__Text section__.
-- Opening Marker --

March 3, 2013

On the plausible ages of human Y-DNA haplogroups

When I discussed yesterday the new A00 Y-DNA lineage, you may have found strange that I was accepting the rather extreme age estimates when I am usually very critical of "molecular clock" age estimates. 

The reason is that my main criticism is against the way too common such estimates (for Y-DNA) based on a handful of STR markers, which do not seem but a pointer and not the real stuff. The real stuff is in the SNPs instead but the problem is that, right now, we know only a few of the many that must be lurking in the actual Y chromosomes that all men carry in their cells. As the exact amount of SNPs in any given lineage is unknown, there is no way of counting them and, that way, establishing the relative chronology of the Y-DNA phylogeny.

However this will change soon if is not already doing so, because full chromosome sequencing is every day cheaper and that is what has allowed, for example the 1000 Genomes Project. A few weeks ago, an open access paper by A. Van Geylesteen et al., emphasized this immediate future in which our knowledge of the Y-DNA tree will almost literally explode. 

But the fact is that there is at least one person who has been already working in the open with that perspective in mind. Terry D. Robb, at his site mostly dedicated to haplogroup I1, published some months ago a (partial) Y-DNA tree of Humankind (update 10 or this PDF) that calculates haplogroup relative ages based on nucleotide differences between the Y-chromosome sequences of the 1000 Genomes Project.

-- Closing Marker --

Text-to-region grounding data:
-- Opening Marker --

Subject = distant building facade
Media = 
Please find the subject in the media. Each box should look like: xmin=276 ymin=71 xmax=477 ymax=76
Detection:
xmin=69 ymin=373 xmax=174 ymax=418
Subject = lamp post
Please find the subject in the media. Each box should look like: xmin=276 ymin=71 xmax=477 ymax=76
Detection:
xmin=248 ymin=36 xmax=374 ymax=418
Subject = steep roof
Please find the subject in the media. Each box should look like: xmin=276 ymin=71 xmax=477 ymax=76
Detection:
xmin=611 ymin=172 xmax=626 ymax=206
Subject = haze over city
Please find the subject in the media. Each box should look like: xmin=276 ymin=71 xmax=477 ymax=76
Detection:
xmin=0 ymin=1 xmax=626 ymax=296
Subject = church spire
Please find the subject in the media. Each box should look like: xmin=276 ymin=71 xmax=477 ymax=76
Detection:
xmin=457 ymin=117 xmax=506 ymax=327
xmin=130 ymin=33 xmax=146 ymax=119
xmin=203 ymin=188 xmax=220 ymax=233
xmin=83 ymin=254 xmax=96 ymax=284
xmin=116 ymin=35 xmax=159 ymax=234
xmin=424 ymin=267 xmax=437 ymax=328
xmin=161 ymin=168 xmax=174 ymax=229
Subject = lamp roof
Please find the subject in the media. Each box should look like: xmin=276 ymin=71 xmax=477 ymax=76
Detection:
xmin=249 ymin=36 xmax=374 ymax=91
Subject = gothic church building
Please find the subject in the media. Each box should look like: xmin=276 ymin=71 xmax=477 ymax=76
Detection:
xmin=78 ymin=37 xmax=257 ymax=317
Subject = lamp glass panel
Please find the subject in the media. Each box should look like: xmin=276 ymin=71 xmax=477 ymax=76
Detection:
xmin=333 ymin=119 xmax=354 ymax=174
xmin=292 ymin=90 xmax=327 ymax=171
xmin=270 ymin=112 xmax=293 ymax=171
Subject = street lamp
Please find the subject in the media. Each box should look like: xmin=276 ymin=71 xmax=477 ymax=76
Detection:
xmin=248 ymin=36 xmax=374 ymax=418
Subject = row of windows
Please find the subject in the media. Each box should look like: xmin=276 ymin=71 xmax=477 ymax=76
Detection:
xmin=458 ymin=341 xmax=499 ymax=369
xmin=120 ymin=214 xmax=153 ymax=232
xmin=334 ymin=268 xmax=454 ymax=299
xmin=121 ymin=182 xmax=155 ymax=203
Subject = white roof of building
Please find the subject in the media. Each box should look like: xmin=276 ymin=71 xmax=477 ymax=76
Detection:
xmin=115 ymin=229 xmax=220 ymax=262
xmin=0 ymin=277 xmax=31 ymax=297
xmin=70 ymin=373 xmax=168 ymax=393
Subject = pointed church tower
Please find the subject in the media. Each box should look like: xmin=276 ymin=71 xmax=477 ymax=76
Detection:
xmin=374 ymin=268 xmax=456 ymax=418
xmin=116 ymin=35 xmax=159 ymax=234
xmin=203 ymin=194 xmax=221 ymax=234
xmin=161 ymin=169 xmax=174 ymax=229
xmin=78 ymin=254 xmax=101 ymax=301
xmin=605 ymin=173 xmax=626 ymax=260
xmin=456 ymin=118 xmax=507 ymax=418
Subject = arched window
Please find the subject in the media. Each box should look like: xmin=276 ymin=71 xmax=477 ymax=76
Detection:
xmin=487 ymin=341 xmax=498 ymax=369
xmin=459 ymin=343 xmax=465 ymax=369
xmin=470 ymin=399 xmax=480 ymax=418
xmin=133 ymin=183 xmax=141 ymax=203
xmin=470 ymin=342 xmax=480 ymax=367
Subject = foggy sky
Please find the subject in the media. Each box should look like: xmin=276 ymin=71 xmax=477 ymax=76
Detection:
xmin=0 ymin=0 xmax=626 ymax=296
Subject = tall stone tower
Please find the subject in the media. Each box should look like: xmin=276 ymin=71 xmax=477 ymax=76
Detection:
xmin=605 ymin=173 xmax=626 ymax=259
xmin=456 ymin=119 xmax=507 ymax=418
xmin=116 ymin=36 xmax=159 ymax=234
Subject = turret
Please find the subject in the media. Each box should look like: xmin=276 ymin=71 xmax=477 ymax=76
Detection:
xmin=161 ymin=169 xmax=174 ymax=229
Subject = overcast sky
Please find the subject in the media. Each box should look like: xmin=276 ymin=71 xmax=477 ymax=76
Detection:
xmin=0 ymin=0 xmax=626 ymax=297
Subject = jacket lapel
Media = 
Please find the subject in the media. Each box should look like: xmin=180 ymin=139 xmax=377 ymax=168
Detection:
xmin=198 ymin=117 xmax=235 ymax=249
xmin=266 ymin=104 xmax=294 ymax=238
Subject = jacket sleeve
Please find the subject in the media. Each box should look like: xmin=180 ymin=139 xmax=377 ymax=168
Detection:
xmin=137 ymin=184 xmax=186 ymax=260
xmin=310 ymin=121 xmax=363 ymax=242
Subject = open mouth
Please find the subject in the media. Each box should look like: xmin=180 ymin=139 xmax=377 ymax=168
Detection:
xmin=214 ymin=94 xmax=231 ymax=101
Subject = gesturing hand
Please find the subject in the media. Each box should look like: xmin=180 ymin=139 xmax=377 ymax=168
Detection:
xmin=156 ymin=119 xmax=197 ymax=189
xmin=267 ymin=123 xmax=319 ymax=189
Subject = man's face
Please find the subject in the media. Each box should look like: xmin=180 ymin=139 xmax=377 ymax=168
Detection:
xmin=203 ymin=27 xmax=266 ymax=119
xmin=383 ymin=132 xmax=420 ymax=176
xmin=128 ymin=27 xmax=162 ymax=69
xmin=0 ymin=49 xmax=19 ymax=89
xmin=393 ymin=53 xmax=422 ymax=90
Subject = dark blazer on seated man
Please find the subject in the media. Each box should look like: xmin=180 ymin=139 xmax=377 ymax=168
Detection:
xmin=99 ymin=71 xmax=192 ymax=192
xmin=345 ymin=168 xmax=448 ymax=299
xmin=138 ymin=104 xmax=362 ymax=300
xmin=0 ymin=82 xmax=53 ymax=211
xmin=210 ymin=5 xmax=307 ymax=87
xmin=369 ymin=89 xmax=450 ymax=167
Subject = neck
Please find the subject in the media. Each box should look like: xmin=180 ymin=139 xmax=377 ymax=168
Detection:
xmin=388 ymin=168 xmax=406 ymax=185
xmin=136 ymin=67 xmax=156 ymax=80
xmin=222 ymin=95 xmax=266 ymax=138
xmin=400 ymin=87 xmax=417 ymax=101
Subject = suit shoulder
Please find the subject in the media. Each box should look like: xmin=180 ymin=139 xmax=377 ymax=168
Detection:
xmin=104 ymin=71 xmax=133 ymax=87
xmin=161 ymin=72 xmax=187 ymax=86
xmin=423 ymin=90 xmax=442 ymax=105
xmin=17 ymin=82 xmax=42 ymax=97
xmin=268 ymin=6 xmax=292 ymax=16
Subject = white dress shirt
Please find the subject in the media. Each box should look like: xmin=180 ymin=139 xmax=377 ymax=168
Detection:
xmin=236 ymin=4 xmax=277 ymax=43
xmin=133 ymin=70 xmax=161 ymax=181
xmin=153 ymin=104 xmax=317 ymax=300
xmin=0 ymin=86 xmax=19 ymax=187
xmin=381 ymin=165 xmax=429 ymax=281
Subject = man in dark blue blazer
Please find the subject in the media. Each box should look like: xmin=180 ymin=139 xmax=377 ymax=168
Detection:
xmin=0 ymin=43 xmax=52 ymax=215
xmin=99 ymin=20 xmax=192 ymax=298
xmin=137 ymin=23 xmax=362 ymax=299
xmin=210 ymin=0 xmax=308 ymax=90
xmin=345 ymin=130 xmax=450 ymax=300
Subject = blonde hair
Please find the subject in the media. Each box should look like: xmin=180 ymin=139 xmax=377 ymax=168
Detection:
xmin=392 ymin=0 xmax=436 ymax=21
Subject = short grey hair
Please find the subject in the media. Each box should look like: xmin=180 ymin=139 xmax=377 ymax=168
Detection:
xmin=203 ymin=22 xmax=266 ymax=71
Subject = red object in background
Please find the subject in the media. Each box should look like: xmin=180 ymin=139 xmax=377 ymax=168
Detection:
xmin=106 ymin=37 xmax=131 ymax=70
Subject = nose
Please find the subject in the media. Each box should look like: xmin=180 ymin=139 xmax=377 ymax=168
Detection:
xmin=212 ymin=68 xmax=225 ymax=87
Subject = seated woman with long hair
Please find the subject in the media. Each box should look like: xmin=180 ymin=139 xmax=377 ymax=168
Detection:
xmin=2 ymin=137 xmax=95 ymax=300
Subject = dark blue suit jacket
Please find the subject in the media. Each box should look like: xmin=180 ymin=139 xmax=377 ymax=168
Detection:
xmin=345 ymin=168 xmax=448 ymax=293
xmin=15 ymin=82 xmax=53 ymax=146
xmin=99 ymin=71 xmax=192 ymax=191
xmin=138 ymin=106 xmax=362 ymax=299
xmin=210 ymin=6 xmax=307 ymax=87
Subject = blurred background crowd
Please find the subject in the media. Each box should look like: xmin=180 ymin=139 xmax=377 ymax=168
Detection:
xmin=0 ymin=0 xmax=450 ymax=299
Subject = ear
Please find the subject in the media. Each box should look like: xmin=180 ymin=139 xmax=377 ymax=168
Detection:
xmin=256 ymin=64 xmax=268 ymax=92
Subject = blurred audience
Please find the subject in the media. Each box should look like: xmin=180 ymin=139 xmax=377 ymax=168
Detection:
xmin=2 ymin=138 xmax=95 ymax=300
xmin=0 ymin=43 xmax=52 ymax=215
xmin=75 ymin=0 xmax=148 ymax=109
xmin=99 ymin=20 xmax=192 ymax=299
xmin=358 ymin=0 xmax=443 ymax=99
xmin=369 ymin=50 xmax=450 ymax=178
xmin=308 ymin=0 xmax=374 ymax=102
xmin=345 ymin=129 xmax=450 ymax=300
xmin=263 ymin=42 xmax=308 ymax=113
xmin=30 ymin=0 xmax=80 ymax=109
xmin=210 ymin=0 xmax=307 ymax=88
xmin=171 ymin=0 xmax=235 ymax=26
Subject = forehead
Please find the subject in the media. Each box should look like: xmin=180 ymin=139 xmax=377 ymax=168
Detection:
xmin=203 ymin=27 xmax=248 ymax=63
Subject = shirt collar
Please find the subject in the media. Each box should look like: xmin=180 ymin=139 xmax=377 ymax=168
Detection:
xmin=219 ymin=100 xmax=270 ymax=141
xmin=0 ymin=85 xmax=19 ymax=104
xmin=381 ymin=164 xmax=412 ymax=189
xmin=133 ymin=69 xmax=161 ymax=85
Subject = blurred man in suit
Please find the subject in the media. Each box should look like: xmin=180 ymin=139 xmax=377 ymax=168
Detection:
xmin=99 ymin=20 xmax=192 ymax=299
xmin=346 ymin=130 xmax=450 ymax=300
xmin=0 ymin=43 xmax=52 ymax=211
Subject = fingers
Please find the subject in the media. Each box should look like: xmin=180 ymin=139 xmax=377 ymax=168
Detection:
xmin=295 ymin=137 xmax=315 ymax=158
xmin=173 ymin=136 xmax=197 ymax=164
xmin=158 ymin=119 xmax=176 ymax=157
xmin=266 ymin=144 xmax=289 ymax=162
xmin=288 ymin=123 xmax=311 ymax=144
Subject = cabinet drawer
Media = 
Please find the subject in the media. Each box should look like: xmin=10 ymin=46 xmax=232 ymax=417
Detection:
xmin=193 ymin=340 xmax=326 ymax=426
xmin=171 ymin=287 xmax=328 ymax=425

-- Closing Marker --

__The problem__.
Answer these questions about the post on the ages of human Y-DNA haplogroups:
(a) What kind of markers are the too-common Y-DNA age estimates based on?
(b) What is becoming cheaper every day and has allowed the 1000 Genomes Project?
(c) Which haplogroup is Terry D. Robb's site mostly dedicated to?

__Response below__.
(a) A handful of STR markers.
(b) Full chromosome sequencing.
(c) Haplogroup I1.